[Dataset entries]
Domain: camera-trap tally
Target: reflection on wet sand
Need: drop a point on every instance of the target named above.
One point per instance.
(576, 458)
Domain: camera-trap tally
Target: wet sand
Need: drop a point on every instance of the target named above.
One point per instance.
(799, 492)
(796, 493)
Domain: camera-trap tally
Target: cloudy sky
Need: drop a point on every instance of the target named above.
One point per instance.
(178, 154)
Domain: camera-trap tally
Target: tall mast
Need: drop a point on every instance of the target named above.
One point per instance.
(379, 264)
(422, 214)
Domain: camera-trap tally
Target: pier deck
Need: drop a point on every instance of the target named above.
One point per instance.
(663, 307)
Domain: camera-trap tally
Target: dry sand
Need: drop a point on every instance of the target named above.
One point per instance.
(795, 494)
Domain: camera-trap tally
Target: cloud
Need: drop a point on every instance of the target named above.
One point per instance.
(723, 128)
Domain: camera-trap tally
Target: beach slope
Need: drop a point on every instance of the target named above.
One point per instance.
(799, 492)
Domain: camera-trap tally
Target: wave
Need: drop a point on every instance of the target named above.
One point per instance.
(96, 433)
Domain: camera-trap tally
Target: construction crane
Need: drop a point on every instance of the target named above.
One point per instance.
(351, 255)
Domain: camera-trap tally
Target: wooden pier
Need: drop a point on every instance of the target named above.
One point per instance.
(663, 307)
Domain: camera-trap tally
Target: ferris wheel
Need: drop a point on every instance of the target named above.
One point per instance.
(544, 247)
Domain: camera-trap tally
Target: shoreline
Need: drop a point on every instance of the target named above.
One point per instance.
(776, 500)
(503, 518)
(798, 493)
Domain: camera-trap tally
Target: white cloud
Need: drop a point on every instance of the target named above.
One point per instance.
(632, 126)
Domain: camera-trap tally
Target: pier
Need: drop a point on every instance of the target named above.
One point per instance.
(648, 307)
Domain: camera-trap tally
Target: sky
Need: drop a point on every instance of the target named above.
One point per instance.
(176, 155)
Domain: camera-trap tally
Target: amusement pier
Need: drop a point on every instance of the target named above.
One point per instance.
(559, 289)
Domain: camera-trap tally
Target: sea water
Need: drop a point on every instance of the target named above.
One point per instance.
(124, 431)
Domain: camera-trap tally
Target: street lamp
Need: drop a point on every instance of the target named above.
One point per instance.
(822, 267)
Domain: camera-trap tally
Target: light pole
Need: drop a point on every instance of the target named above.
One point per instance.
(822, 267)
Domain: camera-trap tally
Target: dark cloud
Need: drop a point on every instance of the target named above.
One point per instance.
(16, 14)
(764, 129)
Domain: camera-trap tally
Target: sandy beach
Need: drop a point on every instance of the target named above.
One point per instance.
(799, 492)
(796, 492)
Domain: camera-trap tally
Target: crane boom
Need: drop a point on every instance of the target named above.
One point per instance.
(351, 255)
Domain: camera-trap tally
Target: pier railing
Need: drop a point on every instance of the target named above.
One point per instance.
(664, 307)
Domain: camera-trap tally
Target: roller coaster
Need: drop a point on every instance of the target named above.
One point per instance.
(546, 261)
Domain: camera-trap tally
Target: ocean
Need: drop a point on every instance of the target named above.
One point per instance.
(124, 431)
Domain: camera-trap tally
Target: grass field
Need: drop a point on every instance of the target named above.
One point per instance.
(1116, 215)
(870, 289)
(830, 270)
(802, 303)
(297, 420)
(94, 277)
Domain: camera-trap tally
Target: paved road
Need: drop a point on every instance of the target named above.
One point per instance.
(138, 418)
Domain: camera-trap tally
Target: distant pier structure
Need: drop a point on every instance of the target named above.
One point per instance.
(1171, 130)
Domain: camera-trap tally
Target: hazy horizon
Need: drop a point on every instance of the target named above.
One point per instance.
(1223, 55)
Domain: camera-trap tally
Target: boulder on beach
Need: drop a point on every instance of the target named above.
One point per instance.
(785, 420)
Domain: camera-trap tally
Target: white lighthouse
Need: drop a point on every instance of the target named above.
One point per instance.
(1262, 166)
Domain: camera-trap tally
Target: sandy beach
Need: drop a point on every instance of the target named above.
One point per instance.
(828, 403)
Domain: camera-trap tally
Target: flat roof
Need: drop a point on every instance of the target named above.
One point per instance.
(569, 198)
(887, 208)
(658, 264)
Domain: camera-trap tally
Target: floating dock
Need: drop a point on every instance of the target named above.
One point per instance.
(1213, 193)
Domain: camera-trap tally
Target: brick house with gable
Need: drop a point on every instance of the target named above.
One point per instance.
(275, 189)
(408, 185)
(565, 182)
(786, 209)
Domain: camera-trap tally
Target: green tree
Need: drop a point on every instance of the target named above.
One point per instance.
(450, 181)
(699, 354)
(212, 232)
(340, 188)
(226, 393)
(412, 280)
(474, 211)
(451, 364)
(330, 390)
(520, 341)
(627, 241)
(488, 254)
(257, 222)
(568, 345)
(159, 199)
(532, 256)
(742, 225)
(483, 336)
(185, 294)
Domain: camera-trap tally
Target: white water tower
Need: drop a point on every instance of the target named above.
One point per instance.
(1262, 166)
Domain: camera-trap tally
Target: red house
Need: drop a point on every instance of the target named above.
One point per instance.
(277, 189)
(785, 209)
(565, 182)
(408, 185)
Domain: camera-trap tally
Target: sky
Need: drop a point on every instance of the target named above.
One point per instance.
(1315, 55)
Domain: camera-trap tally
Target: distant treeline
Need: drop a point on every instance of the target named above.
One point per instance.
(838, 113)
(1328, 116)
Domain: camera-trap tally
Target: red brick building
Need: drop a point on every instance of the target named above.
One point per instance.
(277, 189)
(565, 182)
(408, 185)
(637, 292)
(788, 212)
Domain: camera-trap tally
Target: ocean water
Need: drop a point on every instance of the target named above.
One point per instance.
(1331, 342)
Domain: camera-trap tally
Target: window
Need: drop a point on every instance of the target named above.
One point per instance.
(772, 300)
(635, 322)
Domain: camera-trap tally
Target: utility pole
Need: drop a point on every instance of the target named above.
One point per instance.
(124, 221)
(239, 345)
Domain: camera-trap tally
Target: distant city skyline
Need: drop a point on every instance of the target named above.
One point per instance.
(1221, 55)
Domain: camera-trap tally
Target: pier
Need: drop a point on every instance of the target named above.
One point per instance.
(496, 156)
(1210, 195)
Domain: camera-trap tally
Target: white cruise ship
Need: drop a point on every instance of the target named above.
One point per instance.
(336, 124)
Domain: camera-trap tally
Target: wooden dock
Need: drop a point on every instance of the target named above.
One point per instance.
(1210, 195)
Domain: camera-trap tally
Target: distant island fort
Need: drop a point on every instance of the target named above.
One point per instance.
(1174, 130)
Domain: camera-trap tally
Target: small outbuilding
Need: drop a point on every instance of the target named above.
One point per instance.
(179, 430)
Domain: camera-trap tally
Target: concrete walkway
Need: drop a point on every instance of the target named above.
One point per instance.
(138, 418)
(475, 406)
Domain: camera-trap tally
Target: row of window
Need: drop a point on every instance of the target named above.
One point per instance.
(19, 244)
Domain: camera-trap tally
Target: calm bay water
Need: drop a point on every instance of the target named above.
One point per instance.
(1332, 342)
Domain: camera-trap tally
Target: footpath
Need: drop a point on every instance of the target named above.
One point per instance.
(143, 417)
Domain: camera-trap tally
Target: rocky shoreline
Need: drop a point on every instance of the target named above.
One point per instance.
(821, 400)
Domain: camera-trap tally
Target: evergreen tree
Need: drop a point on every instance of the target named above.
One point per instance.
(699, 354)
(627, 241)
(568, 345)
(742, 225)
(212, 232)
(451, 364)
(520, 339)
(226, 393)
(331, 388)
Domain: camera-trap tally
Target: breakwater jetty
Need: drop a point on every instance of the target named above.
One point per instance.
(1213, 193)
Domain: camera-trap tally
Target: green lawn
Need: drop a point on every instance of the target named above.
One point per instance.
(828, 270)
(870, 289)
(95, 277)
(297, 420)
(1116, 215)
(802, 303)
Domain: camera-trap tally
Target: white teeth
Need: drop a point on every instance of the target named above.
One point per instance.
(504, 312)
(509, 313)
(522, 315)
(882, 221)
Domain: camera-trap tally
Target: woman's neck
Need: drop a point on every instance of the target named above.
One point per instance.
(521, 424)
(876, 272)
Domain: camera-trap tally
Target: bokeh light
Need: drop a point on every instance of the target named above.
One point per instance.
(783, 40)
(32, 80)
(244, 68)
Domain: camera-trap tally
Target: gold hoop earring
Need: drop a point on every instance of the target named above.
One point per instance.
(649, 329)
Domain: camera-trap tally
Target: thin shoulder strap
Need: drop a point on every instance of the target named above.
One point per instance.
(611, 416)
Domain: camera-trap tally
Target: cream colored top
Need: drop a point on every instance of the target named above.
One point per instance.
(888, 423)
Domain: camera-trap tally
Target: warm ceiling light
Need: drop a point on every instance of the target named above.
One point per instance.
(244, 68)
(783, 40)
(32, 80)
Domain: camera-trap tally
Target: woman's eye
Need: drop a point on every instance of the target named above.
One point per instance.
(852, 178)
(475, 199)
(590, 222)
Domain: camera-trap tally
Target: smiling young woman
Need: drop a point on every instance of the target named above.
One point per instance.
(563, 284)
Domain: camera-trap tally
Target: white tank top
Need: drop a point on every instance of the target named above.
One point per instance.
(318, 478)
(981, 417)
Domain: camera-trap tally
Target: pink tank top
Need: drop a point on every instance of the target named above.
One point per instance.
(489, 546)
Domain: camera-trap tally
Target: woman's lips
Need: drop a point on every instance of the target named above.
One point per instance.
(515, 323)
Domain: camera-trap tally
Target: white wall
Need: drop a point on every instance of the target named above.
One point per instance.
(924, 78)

◆ PROBLEM DESCRIPTION
Within the data above, how many lines include the word "white"? Respond with the number only.

◆ SOLUTION FOR THIS PROBLEM
7